▸ **What you need to do**: Report every line of the entries below that contains the string "shadow", copying each such line in full. Treat uppercase and lowercase letters as different.

▸ **Data listing**:
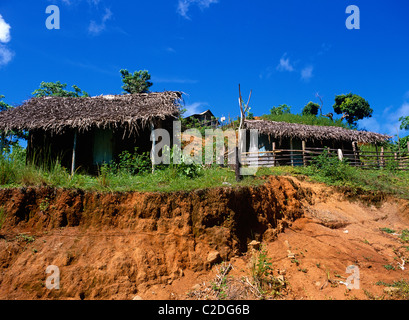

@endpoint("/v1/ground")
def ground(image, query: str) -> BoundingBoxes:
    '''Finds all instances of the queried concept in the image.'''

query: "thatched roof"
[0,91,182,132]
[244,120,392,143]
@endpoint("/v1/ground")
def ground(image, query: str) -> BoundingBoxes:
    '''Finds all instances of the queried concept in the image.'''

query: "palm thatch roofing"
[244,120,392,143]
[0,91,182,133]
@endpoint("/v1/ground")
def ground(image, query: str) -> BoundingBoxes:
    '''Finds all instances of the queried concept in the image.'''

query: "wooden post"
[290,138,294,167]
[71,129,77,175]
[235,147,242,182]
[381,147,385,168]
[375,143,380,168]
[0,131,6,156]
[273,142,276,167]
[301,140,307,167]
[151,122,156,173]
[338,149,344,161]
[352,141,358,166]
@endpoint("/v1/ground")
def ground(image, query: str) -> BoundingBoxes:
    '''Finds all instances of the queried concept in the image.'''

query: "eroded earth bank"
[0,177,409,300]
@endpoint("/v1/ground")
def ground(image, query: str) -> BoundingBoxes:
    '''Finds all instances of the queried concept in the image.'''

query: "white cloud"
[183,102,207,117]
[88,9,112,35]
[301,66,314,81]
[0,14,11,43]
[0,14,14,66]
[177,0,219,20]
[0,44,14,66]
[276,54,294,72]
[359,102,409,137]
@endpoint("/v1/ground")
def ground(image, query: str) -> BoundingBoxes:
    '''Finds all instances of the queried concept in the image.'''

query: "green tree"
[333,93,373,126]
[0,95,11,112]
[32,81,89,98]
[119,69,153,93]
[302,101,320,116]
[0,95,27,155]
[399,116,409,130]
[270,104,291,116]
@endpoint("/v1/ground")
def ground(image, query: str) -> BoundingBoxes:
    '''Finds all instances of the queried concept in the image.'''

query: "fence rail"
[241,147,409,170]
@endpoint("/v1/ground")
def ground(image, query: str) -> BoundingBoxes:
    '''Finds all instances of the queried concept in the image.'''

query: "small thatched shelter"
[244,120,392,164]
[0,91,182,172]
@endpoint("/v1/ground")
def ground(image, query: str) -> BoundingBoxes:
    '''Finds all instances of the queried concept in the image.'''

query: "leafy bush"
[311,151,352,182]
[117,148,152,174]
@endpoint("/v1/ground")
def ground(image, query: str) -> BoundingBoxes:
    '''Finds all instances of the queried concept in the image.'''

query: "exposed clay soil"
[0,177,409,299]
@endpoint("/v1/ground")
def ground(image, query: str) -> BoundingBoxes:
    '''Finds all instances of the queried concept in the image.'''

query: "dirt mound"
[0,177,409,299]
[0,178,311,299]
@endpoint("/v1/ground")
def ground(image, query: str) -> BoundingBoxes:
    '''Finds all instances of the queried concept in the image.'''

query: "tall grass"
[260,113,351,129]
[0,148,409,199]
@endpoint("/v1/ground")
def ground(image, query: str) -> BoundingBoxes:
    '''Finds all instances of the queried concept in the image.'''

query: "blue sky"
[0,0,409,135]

...

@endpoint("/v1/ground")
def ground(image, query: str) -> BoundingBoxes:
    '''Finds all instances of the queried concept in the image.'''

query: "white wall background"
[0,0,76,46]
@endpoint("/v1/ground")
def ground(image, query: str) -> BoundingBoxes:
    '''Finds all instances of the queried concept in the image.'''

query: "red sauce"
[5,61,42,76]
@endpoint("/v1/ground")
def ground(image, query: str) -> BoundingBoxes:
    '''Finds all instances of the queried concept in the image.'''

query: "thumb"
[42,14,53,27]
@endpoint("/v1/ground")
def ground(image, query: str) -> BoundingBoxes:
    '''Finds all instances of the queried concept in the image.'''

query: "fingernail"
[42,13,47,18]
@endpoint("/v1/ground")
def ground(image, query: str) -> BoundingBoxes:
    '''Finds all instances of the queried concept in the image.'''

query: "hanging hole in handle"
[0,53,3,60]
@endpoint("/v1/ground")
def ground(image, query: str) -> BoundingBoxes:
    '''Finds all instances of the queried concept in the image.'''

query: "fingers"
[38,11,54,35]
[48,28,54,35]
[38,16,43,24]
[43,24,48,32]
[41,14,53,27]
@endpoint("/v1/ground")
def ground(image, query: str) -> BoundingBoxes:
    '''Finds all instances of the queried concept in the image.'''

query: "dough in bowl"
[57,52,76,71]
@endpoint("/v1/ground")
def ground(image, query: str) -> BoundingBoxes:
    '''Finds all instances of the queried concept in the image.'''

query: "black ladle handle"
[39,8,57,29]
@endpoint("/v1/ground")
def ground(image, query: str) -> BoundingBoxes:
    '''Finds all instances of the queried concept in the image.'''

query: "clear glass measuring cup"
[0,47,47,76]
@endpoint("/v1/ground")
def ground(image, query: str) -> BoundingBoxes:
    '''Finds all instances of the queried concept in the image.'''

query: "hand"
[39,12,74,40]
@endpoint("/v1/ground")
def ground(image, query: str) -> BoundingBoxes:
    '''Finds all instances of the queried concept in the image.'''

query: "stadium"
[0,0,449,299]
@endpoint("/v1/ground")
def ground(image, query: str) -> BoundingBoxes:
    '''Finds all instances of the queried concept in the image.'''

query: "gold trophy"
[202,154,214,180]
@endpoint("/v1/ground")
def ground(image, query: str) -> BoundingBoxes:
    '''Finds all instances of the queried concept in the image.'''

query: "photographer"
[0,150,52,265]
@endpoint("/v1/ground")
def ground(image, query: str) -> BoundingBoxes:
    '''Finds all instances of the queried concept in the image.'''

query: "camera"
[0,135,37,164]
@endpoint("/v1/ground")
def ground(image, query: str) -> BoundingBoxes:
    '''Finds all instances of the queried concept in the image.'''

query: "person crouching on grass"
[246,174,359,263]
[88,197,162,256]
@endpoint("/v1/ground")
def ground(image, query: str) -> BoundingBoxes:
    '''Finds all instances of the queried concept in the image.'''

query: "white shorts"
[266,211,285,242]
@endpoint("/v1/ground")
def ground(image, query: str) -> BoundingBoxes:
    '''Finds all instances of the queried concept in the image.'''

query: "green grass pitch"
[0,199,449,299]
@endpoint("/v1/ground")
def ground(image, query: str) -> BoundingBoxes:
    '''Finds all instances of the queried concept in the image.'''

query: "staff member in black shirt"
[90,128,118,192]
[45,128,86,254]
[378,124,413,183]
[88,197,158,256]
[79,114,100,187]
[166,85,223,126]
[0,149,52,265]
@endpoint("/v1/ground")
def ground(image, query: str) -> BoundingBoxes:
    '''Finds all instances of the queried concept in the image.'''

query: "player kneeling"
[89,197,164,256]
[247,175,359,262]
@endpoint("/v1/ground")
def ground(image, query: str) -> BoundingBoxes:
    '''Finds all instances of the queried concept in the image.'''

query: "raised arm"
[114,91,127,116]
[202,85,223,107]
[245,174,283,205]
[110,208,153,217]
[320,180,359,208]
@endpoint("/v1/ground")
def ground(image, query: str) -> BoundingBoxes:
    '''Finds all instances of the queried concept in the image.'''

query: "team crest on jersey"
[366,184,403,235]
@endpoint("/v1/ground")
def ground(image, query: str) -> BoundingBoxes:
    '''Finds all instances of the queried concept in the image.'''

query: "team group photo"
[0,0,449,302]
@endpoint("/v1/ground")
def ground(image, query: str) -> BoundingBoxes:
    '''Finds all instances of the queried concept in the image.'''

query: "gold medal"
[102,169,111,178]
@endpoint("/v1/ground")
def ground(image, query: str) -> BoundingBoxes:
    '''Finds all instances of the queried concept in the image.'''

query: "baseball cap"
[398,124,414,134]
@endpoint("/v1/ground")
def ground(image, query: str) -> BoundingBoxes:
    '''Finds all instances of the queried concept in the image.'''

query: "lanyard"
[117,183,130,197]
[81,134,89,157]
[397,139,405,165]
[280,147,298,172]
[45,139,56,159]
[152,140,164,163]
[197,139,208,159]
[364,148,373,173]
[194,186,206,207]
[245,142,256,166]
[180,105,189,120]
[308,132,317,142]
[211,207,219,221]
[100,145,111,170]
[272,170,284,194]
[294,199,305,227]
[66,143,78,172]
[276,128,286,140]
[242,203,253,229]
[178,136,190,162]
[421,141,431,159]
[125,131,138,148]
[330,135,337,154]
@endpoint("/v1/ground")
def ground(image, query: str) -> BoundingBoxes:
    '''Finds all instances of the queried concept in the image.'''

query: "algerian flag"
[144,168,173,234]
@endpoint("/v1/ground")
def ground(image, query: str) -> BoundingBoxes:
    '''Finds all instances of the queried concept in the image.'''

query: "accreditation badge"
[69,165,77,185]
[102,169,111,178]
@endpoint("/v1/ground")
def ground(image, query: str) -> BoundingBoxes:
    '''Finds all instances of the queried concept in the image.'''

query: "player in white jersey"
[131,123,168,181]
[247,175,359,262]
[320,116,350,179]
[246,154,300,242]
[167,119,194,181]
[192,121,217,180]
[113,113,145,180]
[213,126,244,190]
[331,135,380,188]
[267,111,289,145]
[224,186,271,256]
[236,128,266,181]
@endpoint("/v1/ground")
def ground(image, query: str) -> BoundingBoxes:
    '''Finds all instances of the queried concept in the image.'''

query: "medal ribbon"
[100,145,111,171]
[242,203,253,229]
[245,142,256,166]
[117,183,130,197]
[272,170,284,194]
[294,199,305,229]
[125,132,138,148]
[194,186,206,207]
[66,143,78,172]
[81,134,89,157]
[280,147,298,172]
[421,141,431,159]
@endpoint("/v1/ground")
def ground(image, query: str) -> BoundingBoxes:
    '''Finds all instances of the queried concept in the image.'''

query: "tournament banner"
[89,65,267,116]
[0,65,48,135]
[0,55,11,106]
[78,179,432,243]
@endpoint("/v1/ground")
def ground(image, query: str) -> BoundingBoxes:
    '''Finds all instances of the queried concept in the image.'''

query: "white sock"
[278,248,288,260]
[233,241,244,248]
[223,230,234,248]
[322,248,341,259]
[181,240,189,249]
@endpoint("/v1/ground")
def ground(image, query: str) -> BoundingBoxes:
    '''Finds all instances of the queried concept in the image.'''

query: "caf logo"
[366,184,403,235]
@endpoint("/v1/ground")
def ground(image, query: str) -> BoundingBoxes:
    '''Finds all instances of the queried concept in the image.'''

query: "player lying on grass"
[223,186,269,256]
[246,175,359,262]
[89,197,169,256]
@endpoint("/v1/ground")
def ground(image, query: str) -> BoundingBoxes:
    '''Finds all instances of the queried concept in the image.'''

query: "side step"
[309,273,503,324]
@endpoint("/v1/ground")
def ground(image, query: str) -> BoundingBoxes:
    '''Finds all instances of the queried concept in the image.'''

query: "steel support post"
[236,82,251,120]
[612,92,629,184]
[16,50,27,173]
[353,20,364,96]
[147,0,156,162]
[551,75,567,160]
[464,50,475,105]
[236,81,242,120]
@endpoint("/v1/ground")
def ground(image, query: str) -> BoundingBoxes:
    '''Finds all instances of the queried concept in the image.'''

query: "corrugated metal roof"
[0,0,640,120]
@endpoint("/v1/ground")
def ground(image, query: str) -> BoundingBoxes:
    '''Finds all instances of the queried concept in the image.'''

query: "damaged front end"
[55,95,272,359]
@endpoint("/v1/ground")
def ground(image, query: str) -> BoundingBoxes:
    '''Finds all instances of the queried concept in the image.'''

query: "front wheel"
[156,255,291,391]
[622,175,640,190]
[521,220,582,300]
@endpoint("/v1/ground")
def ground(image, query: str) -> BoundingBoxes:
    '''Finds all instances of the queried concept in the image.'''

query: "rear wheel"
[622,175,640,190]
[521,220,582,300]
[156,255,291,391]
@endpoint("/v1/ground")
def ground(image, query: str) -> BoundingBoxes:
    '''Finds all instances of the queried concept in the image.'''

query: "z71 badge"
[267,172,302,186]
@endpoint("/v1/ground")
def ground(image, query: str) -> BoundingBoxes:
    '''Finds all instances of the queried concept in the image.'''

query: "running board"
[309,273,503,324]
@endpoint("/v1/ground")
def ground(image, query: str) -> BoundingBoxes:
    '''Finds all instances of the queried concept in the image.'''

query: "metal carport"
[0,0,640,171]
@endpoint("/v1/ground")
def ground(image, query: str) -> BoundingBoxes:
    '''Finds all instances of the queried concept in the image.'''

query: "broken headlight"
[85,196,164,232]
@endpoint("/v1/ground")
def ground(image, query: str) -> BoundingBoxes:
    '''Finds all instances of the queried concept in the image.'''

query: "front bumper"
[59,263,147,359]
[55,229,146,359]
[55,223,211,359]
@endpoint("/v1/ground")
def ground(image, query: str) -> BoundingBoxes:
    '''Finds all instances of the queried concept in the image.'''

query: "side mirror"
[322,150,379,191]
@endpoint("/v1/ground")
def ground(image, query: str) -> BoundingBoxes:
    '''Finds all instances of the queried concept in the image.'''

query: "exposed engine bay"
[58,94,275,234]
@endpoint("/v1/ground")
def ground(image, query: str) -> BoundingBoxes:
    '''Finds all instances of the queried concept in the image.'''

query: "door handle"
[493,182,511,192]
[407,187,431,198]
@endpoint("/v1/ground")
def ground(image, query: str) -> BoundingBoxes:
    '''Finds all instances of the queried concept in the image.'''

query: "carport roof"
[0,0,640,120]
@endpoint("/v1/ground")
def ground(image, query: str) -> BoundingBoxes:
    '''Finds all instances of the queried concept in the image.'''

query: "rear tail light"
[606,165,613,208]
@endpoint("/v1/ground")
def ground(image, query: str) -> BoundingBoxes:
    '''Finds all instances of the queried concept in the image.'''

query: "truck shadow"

* * *

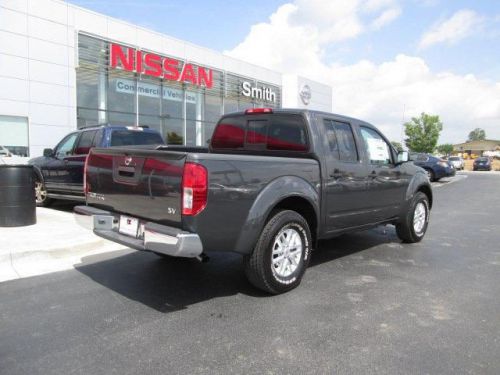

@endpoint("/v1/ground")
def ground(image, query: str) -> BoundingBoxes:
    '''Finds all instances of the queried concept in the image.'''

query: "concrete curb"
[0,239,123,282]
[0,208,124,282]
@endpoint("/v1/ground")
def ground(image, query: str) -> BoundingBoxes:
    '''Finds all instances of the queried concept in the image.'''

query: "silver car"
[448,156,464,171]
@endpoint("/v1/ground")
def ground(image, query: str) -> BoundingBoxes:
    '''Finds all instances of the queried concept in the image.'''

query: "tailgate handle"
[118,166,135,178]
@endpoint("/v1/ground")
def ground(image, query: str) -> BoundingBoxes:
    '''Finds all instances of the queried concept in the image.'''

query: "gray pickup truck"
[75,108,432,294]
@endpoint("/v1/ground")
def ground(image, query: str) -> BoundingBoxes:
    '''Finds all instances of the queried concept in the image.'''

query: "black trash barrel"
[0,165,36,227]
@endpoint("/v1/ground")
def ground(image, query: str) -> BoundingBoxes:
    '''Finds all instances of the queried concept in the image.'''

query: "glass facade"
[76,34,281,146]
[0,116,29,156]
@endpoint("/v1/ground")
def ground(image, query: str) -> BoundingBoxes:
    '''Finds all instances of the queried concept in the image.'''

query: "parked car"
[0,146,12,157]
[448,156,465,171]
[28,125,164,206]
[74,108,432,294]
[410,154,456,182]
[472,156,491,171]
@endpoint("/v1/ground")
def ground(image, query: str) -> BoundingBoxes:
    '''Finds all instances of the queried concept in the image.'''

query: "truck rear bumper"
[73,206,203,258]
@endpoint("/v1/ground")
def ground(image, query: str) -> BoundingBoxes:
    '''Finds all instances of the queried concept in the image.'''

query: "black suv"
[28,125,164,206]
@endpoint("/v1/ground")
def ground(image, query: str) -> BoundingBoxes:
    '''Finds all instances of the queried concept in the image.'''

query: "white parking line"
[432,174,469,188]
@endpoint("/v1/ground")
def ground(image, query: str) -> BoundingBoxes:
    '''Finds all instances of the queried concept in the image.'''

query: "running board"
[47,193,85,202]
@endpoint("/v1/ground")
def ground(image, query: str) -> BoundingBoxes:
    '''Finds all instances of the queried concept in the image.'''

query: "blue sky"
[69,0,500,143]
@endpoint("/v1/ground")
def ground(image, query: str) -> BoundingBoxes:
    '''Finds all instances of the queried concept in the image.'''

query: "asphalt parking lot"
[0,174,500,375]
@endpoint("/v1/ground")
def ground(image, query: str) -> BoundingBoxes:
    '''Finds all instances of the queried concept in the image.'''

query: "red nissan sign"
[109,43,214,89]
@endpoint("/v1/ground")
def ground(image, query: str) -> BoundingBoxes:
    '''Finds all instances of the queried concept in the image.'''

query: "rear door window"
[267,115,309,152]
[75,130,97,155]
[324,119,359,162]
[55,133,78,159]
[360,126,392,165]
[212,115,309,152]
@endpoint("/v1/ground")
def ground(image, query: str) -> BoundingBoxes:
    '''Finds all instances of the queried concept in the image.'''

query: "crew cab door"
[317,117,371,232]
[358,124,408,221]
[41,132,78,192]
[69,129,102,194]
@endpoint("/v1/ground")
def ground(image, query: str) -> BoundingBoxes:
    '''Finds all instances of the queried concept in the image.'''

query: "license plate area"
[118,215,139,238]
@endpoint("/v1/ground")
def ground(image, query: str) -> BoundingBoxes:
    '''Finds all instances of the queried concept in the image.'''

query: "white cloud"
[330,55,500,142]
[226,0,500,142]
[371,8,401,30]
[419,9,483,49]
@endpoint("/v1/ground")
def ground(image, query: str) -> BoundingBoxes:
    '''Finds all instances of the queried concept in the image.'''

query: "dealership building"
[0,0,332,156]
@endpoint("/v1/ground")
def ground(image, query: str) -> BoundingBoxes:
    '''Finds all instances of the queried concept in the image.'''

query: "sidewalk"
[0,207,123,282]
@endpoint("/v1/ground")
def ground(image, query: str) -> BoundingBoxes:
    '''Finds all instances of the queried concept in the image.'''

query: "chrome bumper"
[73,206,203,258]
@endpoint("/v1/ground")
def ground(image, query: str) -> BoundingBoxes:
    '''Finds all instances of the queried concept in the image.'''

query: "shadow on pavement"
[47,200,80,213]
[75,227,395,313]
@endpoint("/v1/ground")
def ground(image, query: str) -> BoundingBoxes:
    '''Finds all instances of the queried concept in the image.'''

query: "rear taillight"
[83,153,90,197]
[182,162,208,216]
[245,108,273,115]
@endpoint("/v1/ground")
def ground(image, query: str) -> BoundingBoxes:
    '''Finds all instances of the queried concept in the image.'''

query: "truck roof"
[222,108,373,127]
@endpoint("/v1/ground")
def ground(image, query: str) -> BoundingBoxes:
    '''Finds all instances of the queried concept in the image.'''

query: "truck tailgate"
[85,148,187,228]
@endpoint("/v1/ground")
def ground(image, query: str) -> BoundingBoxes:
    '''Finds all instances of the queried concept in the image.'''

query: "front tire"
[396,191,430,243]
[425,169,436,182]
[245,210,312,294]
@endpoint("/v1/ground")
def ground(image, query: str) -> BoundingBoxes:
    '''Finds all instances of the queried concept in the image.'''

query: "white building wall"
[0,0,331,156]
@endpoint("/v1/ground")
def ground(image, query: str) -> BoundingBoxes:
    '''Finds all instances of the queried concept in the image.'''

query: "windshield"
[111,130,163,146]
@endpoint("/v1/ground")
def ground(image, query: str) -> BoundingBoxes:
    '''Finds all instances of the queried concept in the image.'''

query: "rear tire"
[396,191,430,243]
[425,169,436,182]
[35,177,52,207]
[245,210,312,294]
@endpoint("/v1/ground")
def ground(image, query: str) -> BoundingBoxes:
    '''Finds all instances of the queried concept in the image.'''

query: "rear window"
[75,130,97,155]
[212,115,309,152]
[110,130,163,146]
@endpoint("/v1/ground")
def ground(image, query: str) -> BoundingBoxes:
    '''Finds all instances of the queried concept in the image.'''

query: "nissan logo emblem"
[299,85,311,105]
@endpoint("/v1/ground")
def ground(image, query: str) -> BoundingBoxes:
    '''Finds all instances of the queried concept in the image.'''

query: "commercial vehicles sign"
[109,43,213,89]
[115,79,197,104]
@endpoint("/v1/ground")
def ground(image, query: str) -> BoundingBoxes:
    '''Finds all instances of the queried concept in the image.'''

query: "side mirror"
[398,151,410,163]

▸ **Complete output**:
query: "truck shadow"
query: "shadow on pavement"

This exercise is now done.